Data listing
·····

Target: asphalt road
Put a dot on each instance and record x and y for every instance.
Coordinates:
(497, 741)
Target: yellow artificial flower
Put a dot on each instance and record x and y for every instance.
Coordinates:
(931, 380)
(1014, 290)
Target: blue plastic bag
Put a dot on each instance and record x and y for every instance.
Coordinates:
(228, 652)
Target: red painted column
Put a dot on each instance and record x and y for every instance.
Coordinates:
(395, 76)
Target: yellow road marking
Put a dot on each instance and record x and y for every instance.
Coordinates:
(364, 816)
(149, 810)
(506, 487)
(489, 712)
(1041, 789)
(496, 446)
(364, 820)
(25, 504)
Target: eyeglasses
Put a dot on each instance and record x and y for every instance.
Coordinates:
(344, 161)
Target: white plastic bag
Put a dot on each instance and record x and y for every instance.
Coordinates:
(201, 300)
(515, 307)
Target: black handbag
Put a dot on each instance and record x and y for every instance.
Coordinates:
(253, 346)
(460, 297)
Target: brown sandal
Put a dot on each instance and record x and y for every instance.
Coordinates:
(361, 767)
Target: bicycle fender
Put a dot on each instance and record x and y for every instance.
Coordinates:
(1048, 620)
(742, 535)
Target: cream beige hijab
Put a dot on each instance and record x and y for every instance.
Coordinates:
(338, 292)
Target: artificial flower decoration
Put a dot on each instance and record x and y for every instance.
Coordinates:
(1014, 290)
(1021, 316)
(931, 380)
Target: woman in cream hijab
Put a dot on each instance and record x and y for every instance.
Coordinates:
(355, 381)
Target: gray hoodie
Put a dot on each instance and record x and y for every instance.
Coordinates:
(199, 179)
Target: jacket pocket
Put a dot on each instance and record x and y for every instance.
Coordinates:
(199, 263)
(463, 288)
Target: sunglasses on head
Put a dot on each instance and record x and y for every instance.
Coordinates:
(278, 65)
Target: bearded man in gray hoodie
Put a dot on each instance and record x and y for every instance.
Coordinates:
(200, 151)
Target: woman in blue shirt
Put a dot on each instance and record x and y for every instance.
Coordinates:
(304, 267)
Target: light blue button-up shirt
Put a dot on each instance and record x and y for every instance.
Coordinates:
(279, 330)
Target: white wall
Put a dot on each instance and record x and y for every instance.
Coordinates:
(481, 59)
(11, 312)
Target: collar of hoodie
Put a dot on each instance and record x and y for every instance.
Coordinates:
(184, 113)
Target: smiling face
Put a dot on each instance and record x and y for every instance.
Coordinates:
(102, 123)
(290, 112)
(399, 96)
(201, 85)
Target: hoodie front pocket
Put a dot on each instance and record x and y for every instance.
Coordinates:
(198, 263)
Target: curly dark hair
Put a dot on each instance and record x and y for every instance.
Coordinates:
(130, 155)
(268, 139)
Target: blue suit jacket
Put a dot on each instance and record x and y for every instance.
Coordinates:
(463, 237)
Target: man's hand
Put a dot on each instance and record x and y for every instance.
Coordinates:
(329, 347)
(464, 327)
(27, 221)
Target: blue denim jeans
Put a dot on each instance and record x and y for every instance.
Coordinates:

·····

■ **REQUIRED WORK**
Can you repeat the lines above with every "Put a dot" swapped for "Place a mark" and everything else kept as it is?

■ **THE SOLUTION**
Target: asphalt road
Place a mark on each instance and record x and y for every instance.
Coordinates:
(497, 741)
Target: yellow artificial flower
Place a mark on each instance and record x and y for every instance.
Coordinates:
(931, 380)
(1014, 290)
Target: blue plastic bag
Place a mark on each instance and record x and y for every instance.
Coordinates:
(228, 652)
Target: red painted column
Place a mark on each instance and record x and y for every instance.
Coordinates:
(395, 76)
Target: yellow road marking
Place a mark on each instance and record x and y for every instance.
Coordinates:
(364, 816)
(149, 810)
(506, 487)
(489, 712)
(1041, 789)
(496, 446)
(364, 820)
(25, 504)
Target: eyeglasses
Place a mark on each instance and record x and y for every instance.
Coordinates:
(344, 161)
Target: white plastic bag
Place a mark on each instance and record x and y for every instance.
Coordinates:
(201, 300)
(515, 307)
Target: black handbag
Place a mark on each instance and record x and y for every instance.
Coordinates:
(253, 346)
(460, 297)
Target: brown sandal
Place a mark on each instance and record x and y for every instance.
Coordinates:
(361, 767)
Target: bicycle fender
Place a mark on each instance and record x and y for every instance.
Coordinates:
(1048, 620)
(742, 535)
Target: cream beige hijab
Place a mark on each instance and record x and y for every instance.
Coordinates:
(338, 292)
Target: artificial flower decoration
Place a mark on each instance and record x and y for every instance.
Coordinates:
(1014, 290)
(1021, 316)
(931, 380)
Target: woman in cream hijab
Place a mark on each instance and record x and y for every instance.
Coordinates:
(355, 381)
Target: gray hoodie
Place a mark on each instance and record x and y for every instance.
Coordinates:
(199, 179)
Target: jacket pocket
Place a mark on each instance and record x and y for every instance.
Coordinates:
(199, 263)
(463, 288)
Target: sunglasses on head
Place a mark on each instance and record x and y for every instance.
Coordinates:
(278, 65)
Target: bearded man in gray hoodie
Place a mark on each instance and record x and y for every instance.
Coordinates:
(200, 151)
Target: woman in blue shirt
Place a mark on each instance and record x and y for every instance.
Coordinates:
(304, 267)
Target: light blue button-up shirt
Place a mark on each instance and record x and y for every instance.
Coordinates:
(279, 330)
Target: white wall
Place a mark on each instance and record x and y for every instance.
Coordinates:
(481, 59)
(11, 312)
Target: collar of hoodie
Place a mark on each instance and record x and y for every instance.
Coordinates:
(184, 113)
Target: smiling face
Place a mark on each instance and record x and y for every instance.
Coordinates:
(102, 123)
(290, 112)
(399, 96)
(201, 85)
Target: hoodie front pocket
Place a mark on each instance and record x and y for every instance.
Coordinates:
(198, 263)
Target: curly dark hair
Place a mark on each instance and record x and y for every instance.
Coordinates:
(130, 155)
(268, 139)
Target: blue suit jacket
Place a mark on each instance and record x and y for every instance.
Coordinates:
(463, 237)
Target: man's hand
Place a mark on each instance and record x and y for every instance.
Coordinates:
(329, 347)
(464, 327)
(27, 221)
Target: blue denim jeans
Place a mark on each instance and record x and y for every instance.
Coordinates:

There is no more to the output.